**THE RECORDS:**
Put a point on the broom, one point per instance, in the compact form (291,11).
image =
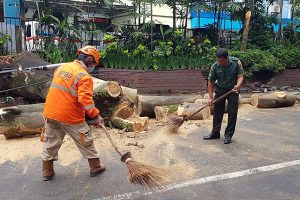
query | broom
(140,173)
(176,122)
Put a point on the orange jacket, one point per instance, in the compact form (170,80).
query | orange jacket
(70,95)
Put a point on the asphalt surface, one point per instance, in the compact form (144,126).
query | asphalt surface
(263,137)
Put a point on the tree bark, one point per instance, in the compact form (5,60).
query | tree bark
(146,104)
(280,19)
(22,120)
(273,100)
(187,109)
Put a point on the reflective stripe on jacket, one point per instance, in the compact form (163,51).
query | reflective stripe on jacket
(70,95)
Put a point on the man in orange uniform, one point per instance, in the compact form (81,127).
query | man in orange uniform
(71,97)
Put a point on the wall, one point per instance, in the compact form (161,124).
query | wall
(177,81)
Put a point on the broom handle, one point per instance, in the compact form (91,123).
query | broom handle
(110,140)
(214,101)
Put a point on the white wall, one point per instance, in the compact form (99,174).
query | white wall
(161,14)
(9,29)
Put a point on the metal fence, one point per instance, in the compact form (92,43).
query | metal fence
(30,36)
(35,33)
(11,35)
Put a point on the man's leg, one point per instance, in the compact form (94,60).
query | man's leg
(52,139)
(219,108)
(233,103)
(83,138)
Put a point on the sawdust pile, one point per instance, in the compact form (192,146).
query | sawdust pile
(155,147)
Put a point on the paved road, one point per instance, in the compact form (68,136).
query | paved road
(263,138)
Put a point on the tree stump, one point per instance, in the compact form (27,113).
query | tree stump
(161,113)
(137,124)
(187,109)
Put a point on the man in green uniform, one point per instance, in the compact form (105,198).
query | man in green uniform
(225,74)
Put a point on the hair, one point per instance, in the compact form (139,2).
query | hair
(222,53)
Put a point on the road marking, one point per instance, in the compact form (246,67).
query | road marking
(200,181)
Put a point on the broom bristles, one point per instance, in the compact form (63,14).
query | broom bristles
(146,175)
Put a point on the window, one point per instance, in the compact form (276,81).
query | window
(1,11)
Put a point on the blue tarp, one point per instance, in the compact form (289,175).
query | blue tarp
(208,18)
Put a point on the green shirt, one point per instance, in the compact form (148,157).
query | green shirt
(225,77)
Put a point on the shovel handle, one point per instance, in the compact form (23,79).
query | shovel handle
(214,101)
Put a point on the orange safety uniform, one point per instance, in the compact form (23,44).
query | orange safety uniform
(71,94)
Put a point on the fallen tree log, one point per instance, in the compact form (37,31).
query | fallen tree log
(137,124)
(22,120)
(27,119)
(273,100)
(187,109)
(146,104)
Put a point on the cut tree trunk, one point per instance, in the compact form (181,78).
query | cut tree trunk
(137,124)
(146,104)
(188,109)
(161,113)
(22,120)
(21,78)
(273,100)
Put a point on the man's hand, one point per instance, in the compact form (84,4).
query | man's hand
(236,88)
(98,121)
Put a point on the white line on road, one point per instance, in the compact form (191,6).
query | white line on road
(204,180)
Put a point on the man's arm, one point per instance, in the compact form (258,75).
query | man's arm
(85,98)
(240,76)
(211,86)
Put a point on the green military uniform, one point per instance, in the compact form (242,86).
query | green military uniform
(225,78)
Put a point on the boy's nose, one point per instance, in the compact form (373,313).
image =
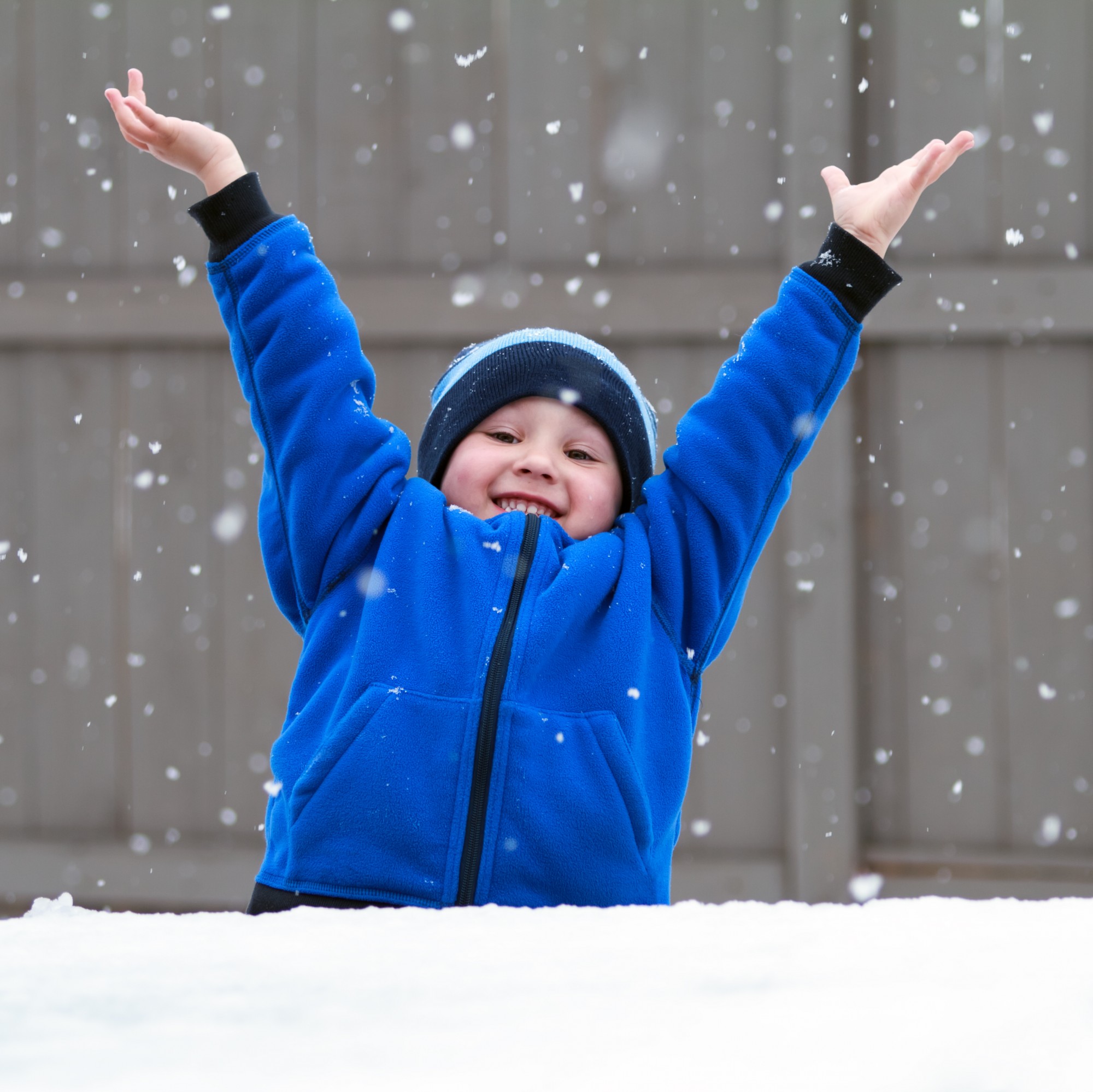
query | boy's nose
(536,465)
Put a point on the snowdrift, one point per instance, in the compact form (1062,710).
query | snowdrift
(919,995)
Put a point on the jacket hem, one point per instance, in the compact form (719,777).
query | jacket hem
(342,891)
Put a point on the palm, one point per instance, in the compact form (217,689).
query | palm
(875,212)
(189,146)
...
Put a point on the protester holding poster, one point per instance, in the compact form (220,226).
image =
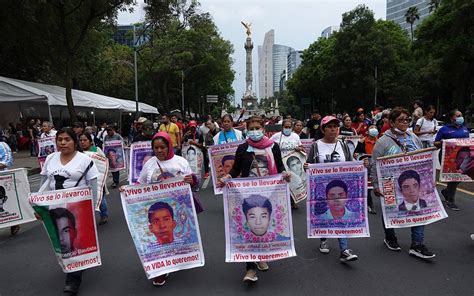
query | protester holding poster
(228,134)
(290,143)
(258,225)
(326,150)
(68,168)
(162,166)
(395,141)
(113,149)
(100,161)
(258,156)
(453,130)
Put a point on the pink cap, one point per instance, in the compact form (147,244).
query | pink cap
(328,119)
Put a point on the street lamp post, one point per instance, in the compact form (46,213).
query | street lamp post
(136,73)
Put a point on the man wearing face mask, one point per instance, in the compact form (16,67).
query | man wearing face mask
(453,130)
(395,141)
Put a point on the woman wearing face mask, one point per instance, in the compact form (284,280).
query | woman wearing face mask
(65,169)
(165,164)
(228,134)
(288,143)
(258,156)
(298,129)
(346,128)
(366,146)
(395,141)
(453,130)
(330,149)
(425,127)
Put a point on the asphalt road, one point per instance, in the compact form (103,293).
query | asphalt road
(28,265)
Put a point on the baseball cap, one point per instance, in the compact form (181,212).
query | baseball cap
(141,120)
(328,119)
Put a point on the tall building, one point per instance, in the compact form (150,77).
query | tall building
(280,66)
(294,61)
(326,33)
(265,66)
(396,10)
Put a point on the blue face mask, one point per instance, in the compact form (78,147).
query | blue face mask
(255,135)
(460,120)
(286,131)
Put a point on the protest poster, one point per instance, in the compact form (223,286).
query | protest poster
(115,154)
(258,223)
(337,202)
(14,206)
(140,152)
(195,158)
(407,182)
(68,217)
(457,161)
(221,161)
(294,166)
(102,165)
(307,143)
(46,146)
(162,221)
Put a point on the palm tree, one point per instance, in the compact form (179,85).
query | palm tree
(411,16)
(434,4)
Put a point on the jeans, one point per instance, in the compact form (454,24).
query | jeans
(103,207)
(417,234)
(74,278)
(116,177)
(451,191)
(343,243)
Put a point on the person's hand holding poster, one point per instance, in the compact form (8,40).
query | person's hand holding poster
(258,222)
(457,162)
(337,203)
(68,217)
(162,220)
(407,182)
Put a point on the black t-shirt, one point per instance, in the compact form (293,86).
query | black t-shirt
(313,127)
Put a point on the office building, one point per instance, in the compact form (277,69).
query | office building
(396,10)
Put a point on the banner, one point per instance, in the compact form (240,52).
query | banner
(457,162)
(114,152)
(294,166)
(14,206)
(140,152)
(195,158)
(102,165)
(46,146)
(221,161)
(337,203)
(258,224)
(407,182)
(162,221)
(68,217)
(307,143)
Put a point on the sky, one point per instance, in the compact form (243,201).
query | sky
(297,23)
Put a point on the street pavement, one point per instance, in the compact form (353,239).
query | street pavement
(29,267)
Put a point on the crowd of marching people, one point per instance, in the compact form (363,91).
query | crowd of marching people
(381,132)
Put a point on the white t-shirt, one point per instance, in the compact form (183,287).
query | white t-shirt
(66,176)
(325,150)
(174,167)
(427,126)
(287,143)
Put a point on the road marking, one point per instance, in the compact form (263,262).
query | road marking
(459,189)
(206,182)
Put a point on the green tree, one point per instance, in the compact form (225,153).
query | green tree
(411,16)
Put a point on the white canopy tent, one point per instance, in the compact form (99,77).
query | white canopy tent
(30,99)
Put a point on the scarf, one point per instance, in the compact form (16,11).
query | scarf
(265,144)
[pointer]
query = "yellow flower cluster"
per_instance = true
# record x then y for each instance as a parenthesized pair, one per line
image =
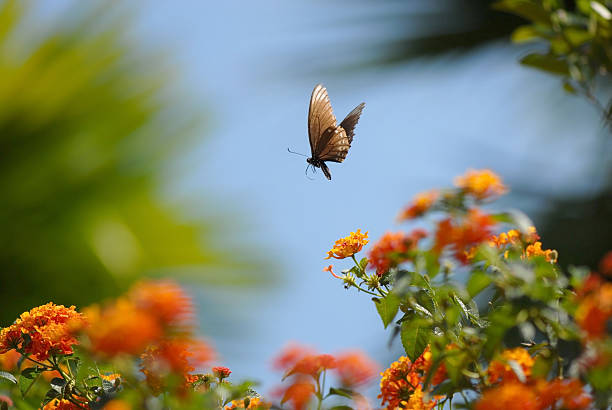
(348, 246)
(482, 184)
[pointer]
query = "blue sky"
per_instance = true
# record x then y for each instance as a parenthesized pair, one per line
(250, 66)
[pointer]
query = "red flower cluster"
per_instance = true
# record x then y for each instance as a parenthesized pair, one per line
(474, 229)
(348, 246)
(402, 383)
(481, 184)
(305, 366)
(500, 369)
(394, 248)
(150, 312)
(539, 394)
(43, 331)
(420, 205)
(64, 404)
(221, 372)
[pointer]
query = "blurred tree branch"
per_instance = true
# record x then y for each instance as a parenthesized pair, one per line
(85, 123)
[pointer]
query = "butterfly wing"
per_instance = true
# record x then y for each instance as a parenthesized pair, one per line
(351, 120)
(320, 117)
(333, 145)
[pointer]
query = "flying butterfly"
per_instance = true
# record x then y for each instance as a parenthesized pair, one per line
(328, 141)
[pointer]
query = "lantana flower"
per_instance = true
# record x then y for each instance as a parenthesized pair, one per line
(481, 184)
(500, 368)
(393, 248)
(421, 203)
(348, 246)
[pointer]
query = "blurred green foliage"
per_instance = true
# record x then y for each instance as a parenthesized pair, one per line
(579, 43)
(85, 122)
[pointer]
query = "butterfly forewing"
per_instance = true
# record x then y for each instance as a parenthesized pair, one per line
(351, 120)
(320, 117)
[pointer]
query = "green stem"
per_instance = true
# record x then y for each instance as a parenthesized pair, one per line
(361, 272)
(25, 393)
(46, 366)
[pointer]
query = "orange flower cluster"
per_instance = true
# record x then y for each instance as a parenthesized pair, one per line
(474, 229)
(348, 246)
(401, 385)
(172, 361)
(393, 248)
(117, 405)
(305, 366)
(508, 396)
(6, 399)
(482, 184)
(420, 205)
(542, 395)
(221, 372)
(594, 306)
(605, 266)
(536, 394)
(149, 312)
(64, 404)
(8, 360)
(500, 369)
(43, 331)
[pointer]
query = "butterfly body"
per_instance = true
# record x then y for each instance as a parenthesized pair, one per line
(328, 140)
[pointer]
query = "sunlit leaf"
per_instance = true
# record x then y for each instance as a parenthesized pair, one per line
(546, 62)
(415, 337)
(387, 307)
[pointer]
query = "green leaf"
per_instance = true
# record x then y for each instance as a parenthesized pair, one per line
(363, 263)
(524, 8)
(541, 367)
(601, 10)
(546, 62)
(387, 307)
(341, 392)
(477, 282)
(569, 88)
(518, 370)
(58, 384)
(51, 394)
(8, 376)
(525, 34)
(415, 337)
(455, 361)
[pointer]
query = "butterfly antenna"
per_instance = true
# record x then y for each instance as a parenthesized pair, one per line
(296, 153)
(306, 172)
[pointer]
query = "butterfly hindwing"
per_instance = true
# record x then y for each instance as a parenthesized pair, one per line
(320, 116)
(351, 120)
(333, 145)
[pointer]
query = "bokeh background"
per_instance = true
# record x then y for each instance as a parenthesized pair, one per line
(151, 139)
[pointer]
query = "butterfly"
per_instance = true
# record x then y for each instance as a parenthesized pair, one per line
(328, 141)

**PROMPT:** Using the records above, copy word for word the line with "Put a point on the baseball", the line with "Put a point on the protest poster, one", and every line between them.

**SOLVED PROBLEM:**
Put a point on the baseball cap, one point per instance, in the compact form (181,212).
query | baseball cap
(141,120)
(328,119)
Put a point on the tall building, one point per instance, in the compact form (150,77).
query | tall building
(280,66)
(294,61)
(326,33)
(265,66)
(396,10)
Put a point on the blue face mask, one point per instance, in the compact form (78,147).
query | blue face mask
(255,135)
(460,120)
(286,131)
Put a point on the protest poster, one point per instance, in the compact form (223,286).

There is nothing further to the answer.